Selected passage ▸
======

The phrase “keep in touch” is the most oft-used phrase among people who will probably end up, well, never keeping in touch. They know they are not pursuing a meaningful relationship or friendship or continuing a meaningless one, with the recipient of the phrase; but the phrase is uttered regardless at the end of an encounter or episode of their lives. Just in case – who knows what they might need to extract from you in future.
So to hedge their bets, they say “keep in touch” as it probably sounds benignly sincere but uttering it is probably the closest to any action they will ever take, to keep in touch.
In that case, they should know there is another benign word closer to sincere, that is more versatile.
“Take care” . Whoever is the author of this phrase, is brilliant.
It sounds more final and does not promise anything that remotely requires follow up except on the recipient’s part. So for people you never really intended to take up with after the encounter, it is a sincere and final goodbye. Your kind thoughts will be much appreciated but no follow up action expected. Your heartfelt sayonara was for them to take care of themselves and not you, them.

======

Recorded information ▸
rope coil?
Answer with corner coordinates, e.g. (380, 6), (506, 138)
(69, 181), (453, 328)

======

List every farewell word or phrase that the passage about parting phrases mentions. Rely only on the passage about parting phrases.

- "keep in touch"
- "Take care"
- goodbye
- sayonara